ACTIVITY
Copy the listing that follows, line for line, without a single difference.

RECORDED INFORMATION

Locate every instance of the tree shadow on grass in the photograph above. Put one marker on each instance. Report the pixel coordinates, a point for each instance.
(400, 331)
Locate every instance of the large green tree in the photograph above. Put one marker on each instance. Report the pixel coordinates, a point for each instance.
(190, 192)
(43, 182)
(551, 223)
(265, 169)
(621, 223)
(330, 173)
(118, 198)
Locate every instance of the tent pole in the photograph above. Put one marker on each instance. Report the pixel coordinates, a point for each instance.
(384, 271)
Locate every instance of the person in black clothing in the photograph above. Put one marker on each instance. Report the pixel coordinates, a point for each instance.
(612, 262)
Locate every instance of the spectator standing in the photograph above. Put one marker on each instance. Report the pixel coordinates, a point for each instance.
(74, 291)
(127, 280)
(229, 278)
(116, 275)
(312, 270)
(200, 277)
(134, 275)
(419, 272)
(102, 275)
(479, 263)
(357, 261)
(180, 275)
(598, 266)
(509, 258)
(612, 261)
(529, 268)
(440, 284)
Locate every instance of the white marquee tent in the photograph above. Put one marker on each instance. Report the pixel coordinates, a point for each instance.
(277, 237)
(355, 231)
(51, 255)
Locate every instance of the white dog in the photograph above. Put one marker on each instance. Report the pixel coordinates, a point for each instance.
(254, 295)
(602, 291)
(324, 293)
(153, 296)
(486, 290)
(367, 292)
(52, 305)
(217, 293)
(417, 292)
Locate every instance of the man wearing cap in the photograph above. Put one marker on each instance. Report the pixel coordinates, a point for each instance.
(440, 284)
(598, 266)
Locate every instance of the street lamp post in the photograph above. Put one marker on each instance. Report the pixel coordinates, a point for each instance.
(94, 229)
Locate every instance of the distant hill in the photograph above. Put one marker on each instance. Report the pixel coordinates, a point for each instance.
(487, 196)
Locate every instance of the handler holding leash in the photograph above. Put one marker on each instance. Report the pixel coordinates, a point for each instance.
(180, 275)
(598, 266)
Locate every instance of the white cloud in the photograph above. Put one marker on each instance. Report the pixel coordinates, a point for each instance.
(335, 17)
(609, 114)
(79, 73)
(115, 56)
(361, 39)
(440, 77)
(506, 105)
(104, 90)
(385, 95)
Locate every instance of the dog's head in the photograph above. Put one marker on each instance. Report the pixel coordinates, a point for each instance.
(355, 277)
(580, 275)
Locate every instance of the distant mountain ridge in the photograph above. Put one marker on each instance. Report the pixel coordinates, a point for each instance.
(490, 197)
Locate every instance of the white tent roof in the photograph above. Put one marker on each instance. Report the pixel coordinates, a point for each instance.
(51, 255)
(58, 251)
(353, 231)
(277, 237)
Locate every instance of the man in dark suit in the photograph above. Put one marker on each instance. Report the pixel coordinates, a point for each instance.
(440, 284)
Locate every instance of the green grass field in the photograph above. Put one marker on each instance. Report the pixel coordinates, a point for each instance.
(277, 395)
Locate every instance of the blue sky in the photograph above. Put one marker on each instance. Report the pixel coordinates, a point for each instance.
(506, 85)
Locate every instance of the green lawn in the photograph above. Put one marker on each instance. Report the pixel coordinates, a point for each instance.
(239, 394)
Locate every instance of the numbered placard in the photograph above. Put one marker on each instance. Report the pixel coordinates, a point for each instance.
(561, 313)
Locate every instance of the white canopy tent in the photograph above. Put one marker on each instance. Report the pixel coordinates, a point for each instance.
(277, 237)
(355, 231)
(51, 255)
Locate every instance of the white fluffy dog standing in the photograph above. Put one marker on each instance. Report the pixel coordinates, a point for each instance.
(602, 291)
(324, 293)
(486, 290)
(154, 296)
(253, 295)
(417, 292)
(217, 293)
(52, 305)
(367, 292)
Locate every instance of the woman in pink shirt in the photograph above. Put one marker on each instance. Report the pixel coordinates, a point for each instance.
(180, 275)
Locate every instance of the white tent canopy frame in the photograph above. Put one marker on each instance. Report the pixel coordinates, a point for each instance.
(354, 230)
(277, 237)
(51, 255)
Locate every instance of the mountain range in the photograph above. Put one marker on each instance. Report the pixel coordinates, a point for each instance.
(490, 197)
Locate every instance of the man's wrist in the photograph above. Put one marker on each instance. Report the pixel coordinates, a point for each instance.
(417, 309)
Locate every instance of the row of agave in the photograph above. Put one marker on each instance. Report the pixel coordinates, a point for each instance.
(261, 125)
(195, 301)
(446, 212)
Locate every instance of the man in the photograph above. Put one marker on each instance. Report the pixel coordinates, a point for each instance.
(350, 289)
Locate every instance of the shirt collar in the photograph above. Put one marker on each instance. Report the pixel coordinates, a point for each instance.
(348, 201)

SOLUTION FOR THIS TASK
Locate every instance of the tree shadow on grass in the photograph above. Put one marker on each instance. Report the pixel coordinates, a point for each instance.
(400, 331)
Locate every instance of the large green tree in the photograph above. Put one marker on each instance. Report the pixel coordinates, a point for each instance.
(190, 192)
(43, 182)
(551, 223)
(265, 169)
(621, 223)
(330, 173)
(118, 198)
Locate every instance of the tent pole in the photograph above. Put one marker on each instance. Report the pixel coordinates, a point for each instance.
(384, 271)
Locate every instance of the person in black clothing in the photograph above. Put one marker on each instance. Report the pixel coordinates, a point for each instance.
(612, 262)
Locate every instance of the spectator standing in the photograph above. Put one marker on each instance. Report the pixel coordinates, a point for each instance.
(74, 291)
(127, 280)
(229, 278)
(116, 275)
(312, 270)
(200, 277)
(134, 275)
(419, 272)
(102, 275)
(479, 263)
(357, 261)
(180, 275)
(598, 266)
(509, 258)
(612, 261)
(529, 268)
(440, 284)
Locate every instance of the white marquee tent in the photograph above. Put one marker on each instance. Report the pixel coordinates, a point for each instance.
(277, 237)
(355, 231)
(51, 255)
Locate every instance of the white dog in the photograph above. Put one marker on each instance. Report the pixel coordinates, a point for each instance.
(254, 295)
(602, 291)
(324, 293)
(153, 296)
(486, 290)
(367, 292)
(52, 305)
(217, 293)
(417, 292)
Locate every instance of the man wearing cap in the photograph above. Put one marker on each instance. Report the pixel coordinates, a point for each instance.
(440, 284)
(598, 266)
Locate every instance of the street lamp post in the photograph above. Put one marker on each instance. Report the pixel coordinates, a point for each instance.
(94, 229)
Locate every instance of the distant hill in the photograph above. Put one marker on each instance. Report the pixel coordinates, a point for each instance.
(487, 196)
Locate every instance of the handler holding leash in the photograph above. Put one marker on each instance. Report the pixel coordinates, a point for each instance.
(180, 275)
(598, 266)
Locate every instance of the white cloud in the photograph above. Put one marker on each instance. Report the pixel coordinates, a point for each instance.
(335, 17)
(609, 114)
(79, 73)
(115, 56)
(361, 39)
(440, 77)
(506, 105)
(104, 90)
(385, 95)
Locate every instance of the dog's head in the photograph above. Put one marker on each instance. Report the pixel coordinates, a point for each instance.
(355, 277)
(580, 275)
Locate every instance of the distant mountain ridge in the photograph above. Put one marker on each instance. Report the pixel coordinates, a point for each instance.
(490, 197)
Locate every instance of the white tent roof in the photograph above. Put one marker on each instance. Report the pixel coordinates, a point for each instance.
(51, 255)
(58, 251)
(353, 231)
(277, 237)
Locate every instance of the man in dark suit in the photograph above. Put one marker on each instance. Report the pixel coordinates, a point for each instance.
(440, 284)
Locate every instance of the green grass field in the photograph above. Put one marker on each instance. Report the pixel coordinates, a point for each instance.
(277, 395)
Locate every instance of the blue sky in the photograph above. Put one marker on each instance. Report the pixel coordinates, a point for each instance.
(506, 85)
Locate every instance of the green lawn in the photograph above. Put one marker on each instance. Report the pixel coordinates, a point for each instance.
(239, 394)
Locate every instance of the numbered placard in the photograph above. Put one marker on each instance. Report the pixel coordinates, a point for each instance.
(561, 313)
Locate every instance of the white canopy tent in the photograph above. Put one marker on each instance. Report the pixel coordinates, a point for each instance.
(277, 237)
(355, 231)
(51, 255)
Locate every instance of the white fluffy dog standing in the photograph above. Put one marker on each instance. Report the pixel coordinates, a point for each instance.
(602, 291)
(324, 293)
(486, 290)
(154, 296)
(253, 295)
(417, 292)
(217, 293)
(52, 305)
(367, 292)
Locate every instance of the woman in pink shirt in the photograph above. Put one marker on each instance. Report the pixel coordinates, a point for each instance.
(180, 275)
Locate every instance of the white tent canopy frame in the photograph above. Put one marker on each instance. Report the pixel coordinates, a point for each instance.
(354, 230)
(277, 237)
(51, 255)
Locate every instance of the mountain range in the photograph above. Put one marker on each instance. Report the pixel coordinates, a point for each instance.
(490, 197)
Locate every instance of the man's wrist in the photograph above. Put one marker on each instance. Report the pixel coordinates, a point for each instance.
(417, 309)
Locate every instance of the row of agave in the photograph above. Put one marker on each instance. Report the pixel coordinates, a point for each instance.
(261, 125)
(195, 301)
(446, 212)
Locate every instance of the man in the photograph above. Put one marker on each instance. Report the pixel coordinates, a point for each instance.
(350, 289)
Locate every instance of the shirt collar in the photograph above. Put one marker on each instance. Report the pixel coordinates, a point for each instance.
(348, 201)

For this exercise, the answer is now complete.